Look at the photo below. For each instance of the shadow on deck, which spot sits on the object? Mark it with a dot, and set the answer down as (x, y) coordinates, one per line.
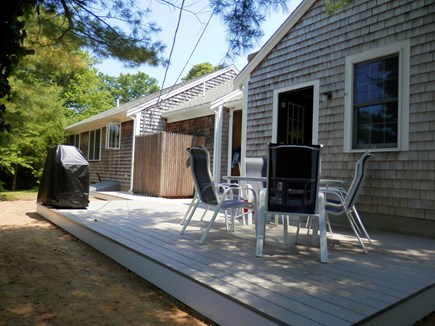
(224, 281)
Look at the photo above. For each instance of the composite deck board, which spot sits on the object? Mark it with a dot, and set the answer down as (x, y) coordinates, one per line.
(278, 284)
(288, 283)
(250, 283)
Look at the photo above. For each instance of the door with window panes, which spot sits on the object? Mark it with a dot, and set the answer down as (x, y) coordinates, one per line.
(295, 117)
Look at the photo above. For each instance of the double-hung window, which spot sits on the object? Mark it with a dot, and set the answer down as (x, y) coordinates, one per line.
(113, 136)
(94, 145)
(377, 99)
(74, 140)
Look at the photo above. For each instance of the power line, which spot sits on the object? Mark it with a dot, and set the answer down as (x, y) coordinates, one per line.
(172, 49)
(194, 49)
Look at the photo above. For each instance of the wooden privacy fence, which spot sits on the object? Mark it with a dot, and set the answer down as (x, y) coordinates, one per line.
(160, 164)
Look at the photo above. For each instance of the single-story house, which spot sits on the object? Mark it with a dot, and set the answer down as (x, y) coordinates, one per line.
(216, 114)
(108, 139)
(361, 78)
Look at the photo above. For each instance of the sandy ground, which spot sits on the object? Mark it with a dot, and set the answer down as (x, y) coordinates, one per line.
(48, 277)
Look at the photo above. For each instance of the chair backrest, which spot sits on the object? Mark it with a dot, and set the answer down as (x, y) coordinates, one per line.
(293, 178)
(358, 179)
(200, 167)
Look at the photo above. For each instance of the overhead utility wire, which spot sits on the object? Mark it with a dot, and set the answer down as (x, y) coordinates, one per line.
(172, 49)
(194, 49)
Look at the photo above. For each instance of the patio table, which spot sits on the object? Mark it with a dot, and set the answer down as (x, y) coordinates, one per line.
(260, 180)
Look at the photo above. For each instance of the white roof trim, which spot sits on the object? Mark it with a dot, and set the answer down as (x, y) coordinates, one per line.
(118, 116)
(226, 98)
(182, 89)
(273, 41)
(202, 110)
(192, 112)
(125, 112)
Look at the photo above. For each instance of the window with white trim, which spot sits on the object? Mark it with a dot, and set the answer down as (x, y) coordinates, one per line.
(377, 99)
(94, 145)
(74, 140)
(113, 135)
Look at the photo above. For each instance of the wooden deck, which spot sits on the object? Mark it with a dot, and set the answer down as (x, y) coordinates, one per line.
(223, 280)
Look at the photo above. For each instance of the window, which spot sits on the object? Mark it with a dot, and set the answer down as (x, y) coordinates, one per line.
(376, 112)
(376, 103)
(113, 135)
(94, 145)
(74, 140)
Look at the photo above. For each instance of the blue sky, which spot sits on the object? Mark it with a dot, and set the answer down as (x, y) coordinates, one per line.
(211, 48)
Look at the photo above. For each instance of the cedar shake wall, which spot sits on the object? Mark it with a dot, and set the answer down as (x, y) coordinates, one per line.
(399, 184)
(203, 126)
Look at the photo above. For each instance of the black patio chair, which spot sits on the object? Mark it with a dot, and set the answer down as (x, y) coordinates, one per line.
(292, 189)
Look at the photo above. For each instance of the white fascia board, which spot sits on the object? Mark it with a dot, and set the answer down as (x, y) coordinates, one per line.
(188, 113)
(182, 89)
(96, 123)
(273, 41)
(226, 99)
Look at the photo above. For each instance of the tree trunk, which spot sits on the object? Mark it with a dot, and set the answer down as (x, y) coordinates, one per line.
(14, 178)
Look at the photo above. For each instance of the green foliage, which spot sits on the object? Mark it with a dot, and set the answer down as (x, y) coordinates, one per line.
(108, 28)
(86, 95)
(200, 69)
(37, 123)
(127, 87)
(18, 195)
(12, 34)
(243, 20)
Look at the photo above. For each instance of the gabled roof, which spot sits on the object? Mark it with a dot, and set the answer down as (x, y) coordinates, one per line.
(203, 105)
(291, 21)
(127, 110)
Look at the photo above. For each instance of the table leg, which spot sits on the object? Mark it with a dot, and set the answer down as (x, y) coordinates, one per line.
(260, 226)
(322, 229)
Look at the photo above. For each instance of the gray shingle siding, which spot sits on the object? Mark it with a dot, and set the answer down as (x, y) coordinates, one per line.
(399, 184)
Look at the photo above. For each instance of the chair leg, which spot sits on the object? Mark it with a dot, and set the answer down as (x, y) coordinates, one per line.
(285, 228)
(207, 229)
(191, 205)
(361, 225)
(352, 224)
(187, 220)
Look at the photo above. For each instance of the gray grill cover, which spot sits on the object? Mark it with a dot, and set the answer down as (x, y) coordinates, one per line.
(65, 179)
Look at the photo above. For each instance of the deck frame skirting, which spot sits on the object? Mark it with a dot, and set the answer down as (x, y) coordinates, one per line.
(215, 306)
(225, 282)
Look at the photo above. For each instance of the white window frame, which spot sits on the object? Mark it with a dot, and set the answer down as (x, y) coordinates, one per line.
(316, 86)
(77, 140)
(92, 157)
(108, 130)
(403, 50)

* [WHAT TO PRODUCE]: Exclude the pictures and transcribe all of the entries exactly.

* [RESULT FOR THIS TASK]:
Look at the photo below. For each instance of the shadow on deck, which spot sits on the object? Mark it with a dot, and set the answer down as (x, y) coordinates, one per line.
(224, 281)
Look at the photo above. For each instance of the composite deck board, which spot sits on the object? Mark it with a dot, and set the answer down as (x, y) coordinates, one per line.
(278, 284)
(288, 283)
(250, 283)
Look at the photo above. For each instance of the door with window panes, which spot sits on the object? Mark it with a dot, and set the answer down as (x, y) coordinates, one per line.
(295, 117)
Look at the photo above. For each instance of the double-hung window, which spot sits on the object? Mark it with a dot, and set the answer down as (x, y) coordinates, one per line.
(113, 136)
(94, 145)
(377, 99)
(74, 140)
Look at the photo above. For each instance of the power line, which spot sits on the object? Mark it with a dot, and set the answer down as (x, y) coordinates, one per line.
(172, 49)
(194, 49)
Look at the photo above. For each instance of the wooden privacy fence, which spot sits on the object? Mark it with a dot, and set the answer down as (x, y) coordinates, one per line.
(160, 164)
Look at the photo above. For each instance of the single-story house, which spot sits on the object? Mark it with a dot, and set the answer down as (x, y) coordinates, one per line.
(216, 114)
(108, 139)
(361, 78)
Look at the photo above. For each instance of the sandy ground, which spot sits on the object? Mark it with a dot, and set the answer down as (x, y) coordinates, one per line.
(48, 277)
Look at the photo above. For each instance of the chair backrest, which spot sits on the object? Mark it with a dot, and set the answer down as (x, y) coordinates, one per line.
(293, 178)
(358, 179)
(200, 167)
Look at the photo above. For each instance of the overhead utility wire, which spot sits on the object? Mark it with a dot, and set the answer down as (x, y) coordinates, one per line.
(172, 49)
(194, 49)
Look at the photo above. For each instance of the patio table, which spot sits on the object? Mark it with a dot, and set the answer down as (x, y) coordinates, one per line.
(260, 180)
Look at the photo above. For each instance of the white roof trim, which spot sits on the object? Mark it with a dot, and set the answer down as (x, y) coordinates, one per line.
(118, 116)
(226, 98)
(182, 89)
(273, 41)
(202, 110)
(192, 112)
(125, 112)
Look at the photo above. For each instance of the window with white trim, which spot sits on the object? Mark it with a dot, and set the answer down as (x, y) coordinates, one per line.
(377, 99)
(94, 145)
(74, 140)
(113, 135)
Look at the photo above. For each instance of the wooden deck, which spot sits on the object? Mark it with a dot, and set the answer down as (x, y) coordinates, one per line.
(223, 280)
Look at the photo above. For each instance of the window, which spot sits on the object? Mark it with a dot, and set the answer down as (x, y) coordinates, one per line.
(376, 112)
(376, 103)
(113, 135)
(94, 145)
(74, 140)
Look at the photo above. For each instance of the blue sky, which spot sits on the object? Mark it with a dot, and set the answer down as (x, y) coordinates, one per line.
(211, 48)
Look at the photo above. For each instance of the cedar shake wall, which spot sits on the object? Mark it with a dot, and set the answer down as (x, y) coordinates, one per line.
(399, 184)
(203, 126)
Look at the photo above. For each instance of the black patio chair, which spot sits on the object? Mark it with a dot, and set the answer down as (x, y) coordinates, one per line.
(292, 189)
Look at the photo above. For each instance of the white fascia board, which spot sits on the object? Mark it with a dot, and set the answer down as (x, y) coordinates, one per line.
(188, 113)
(182, 89)
(96, 123)
(273, 41)
(226, 99)
Look at the photo above. For each instance of the tree trunk, which spot sits on the object? Mark it with a dot, and set the answer down as (x, y) coordinates, one per line.
(14, 178)
Look at the photo above. For each instance of the green foliage, which spot sits on the object? Mark it with a dot, and set the answer down as (x, y) coordinates, one per line.
(108, 28)
(86, 95)
(200, 69)
(37, 123)
(127, 87)
(18, 195)
(12, 34)
(243, 20)
Look at the photo above. For each instance of the gabled roof, which spot sits on the object? Mark it with a dot, and set the answer down as (x, y) coordinates, one per line.
(203, 105)
(291, 21)
(127, 110)
Look at the photo above. For each instance of the table leg, which spot sits on the object? Mark it with a dot, and set the answer down as (x, y) coordinates, one per line.
(260, 226)
(322, 229)
Look at the photo above. For each instance of the gray shingle siding, which spot sits on the object? Mark it with a dot, and set the answer down as (x, y) coordinates, one per line.
(399, 184)
Look at the photo above. For each instance of the chair leg, which spot sits on the object? Mark it with a dot, and set the answer down as (x, y) coordinates, one per line.
(285, 228)
(207, 229)
(191, 205)
(361, 225)
(352, 224)
(187, 220)
Look at the photo above. For each instance of the gray grill cover, which spot sits on the object? Mark it with a dot, and set the answer down as (x, y) coordinates, one per line.
(65, 179)
Look at the photo above. For each instance of the deck frame skirting, which spot sits on the object? Mark it with a dot, and set the answer down as (x, y) coordinates, one per line.
(215, 306)
(225, 282)
Look at the photo above. For each instance of the white window frame, which spot sits on the object? Mark it with a dot, and set the answer down as (x, y) coordinates, one per line.
(316, 86)
(77, 140)
(92, 157)
(108, 130)
(403, 50)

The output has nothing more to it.